— start of SUPPLIED DATA —

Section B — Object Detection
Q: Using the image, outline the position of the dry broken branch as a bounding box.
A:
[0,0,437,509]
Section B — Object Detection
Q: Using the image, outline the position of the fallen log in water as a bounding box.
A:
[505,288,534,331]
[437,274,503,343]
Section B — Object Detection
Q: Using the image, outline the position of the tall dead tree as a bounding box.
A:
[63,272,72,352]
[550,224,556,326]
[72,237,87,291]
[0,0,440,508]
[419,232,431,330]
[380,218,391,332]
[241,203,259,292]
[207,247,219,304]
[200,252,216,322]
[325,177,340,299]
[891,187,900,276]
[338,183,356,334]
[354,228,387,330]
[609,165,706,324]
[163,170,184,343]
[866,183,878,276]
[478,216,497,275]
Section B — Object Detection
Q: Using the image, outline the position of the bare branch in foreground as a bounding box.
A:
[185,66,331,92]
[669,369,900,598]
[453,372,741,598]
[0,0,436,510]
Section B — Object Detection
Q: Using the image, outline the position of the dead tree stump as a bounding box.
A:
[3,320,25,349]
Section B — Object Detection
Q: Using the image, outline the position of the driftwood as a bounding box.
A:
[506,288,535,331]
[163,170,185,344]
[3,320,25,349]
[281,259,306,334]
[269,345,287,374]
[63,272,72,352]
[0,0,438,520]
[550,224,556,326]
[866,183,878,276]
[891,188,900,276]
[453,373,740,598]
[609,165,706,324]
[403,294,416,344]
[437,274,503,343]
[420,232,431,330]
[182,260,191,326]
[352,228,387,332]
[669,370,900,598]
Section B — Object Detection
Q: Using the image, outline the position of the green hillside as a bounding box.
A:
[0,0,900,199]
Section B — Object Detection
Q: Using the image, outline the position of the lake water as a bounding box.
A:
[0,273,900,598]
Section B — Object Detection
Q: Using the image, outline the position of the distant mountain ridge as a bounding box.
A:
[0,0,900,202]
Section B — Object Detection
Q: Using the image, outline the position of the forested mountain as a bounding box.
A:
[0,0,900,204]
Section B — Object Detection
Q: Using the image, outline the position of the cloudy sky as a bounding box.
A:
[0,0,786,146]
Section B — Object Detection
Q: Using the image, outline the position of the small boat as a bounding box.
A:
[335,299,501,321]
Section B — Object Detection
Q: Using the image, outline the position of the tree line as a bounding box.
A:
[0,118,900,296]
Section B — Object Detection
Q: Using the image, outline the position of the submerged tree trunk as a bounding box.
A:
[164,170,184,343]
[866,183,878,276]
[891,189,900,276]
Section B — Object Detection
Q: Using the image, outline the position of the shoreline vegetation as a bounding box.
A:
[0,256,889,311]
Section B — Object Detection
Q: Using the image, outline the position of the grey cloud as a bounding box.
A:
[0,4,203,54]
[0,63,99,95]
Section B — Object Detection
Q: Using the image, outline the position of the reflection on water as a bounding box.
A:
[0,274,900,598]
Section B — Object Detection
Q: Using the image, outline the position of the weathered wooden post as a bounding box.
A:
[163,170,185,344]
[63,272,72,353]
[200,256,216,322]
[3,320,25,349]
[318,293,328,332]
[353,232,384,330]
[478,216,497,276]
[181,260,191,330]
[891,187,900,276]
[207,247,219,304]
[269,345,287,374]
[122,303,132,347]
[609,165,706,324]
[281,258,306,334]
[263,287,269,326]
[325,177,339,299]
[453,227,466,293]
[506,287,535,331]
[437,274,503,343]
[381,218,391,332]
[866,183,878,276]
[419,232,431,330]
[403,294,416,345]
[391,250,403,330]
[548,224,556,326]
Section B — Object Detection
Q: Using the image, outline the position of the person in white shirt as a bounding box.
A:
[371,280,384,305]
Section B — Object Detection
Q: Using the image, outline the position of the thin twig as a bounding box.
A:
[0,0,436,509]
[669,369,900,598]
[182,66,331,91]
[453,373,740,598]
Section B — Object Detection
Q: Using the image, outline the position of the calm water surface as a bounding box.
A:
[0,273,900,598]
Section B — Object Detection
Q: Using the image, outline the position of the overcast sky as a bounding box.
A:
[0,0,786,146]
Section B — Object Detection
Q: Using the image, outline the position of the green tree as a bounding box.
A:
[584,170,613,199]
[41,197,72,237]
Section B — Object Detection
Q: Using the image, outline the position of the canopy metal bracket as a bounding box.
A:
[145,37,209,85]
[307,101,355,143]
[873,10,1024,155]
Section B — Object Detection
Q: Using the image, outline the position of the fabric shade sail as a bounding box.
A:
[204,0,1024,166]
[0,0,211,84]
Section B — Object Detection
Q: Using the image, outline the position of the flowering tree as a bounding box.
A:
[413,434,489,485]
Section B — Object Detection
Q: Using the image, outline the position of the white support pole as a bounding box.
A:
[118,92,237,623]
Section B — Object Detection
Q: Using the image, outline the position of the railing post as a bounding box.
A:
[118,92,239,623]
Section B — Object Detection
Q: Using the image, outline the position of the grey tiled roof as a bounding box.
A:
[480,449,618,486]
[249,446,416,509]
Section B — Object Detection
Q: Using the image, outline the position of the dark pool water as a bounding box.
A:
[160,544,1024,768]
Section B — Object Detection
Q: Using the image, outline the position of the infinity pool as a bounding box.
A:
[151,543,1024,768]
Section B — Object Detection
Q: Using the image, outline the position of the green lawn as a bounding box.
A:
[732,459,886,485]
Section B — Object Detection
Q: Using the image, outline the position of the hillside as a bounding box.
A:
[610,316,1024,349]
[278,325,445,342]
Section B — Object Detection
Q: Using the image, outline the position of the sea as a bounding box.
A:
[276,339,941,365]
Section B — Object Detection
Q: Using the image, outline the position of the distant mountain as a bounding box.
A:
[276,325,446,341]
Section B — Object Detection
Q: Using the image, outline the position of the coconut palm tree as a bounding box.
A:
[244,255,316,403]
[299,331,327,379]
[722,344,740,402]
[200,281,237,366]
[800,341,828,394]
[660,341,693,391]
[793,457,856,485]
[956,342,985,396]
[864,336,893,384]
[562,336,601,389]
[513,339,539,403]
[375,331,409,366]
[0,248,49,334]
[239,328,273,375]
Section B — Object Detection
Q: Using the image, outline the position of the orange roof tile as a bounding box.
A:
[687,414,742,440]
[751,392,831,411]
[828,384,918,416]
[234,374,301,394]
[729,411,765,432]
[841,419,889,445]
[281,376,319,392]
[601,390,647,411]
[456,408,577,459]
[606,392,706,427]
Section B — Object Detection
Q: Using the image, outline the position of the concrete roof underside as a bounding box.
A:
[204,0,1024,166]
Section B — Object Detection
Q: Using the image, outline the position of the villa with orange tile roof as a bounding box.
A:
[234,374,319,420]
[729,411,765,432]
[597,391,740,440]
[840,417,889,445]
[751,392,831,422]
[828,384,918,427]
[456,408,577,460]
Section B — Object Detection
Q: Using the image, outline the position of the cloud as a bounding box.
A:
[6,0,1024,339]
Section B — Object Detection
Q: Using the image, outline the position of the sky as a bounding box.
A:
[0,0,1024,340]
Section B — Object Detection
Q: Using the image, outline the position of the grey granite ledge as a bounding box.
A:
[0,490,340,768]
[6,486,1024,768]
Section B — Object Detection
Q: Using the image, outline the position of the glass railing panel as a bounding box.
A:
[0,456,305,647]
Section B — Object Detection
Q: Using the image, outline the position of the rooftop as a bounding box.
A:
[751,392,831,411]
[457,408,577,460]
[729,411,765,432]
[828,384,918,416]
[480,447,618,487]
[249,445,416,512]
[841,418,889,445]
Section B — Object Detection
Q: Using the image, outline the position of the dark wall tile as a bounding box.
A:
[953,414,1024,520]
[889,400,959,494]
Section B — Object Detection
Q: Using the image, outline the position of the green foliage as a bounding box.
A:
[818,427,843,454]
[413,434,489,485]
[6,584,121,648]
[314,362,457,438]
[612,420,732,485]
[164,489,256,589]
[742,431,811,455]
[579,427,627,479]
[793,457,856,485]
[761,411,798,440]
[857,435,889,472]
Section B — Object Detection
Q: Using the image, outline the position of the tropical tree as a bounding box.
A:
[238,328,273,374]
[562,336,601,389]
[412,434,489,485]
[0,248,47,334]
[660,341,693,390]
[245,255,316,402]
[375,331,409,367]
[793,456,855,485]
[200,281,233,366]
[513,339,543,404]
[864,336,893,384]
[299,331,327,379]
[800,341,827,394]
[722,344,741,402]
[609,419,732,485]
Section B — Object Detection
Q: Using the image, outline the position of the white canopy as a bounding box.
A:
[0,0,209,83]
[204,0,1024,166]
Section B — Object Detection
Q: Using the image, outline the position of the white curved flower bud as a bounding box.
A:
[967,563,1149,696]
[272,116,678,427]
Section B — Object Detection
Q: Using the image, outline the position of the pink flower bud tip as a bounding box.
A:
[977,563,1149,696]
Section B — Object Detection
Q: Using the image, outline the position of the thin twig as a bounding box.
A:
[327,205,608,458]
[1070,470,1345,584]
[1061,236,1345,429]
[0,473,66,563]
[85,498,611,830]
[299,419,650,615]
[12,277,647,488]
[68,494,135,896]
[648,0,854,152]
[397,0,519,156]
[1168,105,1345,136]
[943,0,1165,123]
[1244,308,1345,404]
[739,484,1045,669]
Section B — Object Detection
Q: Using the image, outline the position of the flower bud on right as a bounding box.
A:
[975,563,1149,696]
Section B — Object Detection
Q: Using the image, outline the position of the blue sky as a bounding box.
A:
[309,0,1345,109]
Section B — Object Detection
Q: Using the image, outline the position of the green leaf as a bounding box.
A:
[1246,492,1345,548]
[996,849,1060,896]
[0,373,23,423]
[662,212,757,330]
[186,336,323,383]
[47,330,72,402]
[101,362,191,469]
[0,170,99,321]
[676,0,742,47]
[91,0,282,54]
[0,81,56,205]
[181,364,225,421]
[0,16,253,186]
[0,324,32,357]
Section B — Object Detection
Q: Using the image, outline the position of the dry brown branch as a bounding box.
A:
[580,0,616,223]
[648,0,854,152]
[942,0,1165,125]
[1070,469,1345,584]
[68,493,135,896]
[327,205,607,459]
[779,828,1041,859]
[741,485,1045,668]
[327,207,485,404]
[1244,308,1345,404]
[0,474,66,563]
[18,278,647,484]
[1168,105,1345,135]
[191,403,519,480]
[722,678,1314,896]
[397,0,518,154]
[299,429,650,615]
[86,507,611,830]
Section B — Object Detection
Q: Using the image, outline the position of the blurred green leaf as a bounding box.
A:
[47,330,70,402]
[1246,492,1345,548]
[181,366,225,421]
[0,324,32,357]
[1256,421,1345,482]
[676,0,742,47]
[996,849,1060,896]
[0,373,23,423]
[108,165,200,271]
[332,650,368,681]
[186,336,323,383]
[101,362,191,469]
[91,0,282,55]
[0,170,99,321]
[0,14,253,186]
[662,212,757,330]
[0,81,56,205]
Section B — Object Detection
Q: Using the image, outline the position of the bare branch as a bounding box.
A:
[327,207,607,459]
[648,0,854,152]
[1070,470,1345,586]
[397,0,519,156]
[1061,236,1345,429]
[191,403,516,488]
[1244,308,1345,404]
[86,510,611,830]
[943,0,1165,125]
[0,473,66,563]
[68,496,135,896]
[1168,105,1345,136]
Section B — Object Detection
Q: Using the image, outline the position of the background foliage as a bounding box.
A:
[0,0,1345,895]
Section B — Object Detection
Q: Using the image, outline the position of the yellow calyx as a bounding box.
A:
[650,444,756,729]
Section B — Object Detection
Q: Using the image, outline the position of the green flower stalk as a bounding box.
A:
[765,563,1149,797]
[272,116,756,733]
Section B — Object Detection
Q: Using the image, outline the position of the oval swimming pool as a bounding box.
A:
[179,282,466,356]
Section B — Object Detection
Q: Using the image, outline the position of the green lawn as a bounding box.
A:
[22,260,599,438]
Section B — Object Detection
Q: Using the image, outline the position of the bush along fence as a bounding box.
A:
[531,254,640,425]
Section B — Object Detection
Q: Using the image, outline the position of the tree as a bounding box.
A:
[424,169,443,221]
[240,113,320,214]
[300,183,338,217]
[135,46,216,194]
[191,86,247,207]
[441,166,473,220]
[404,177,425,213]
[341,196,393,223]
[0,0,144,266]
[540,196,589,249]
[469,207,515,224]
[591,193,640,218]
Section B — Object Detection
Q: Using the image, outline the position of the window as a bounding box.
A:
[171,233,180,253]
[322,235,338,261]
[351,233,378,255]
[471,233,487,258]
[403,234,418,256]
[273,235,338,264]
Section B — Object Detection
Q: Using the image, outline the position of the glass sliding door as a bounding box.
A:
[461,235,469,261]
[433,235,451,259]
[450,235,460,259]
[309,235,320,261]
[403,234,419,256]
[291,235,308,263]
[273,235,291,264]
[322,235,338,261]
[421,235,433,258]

— end of SUPPLIED DATA —

◆ **GIVEN TASK**
Please recast the records above as a numbered list, from their first line through the line with "[0,0,437,509]", and leave out any blank lines.

◆ **EXERCISE SOLUTION**
1. Section B — Object Detection
2. Q: Using the image, outline the position of the dry broken branch as a bounding box.
3. A:
4. [0,0,437,509]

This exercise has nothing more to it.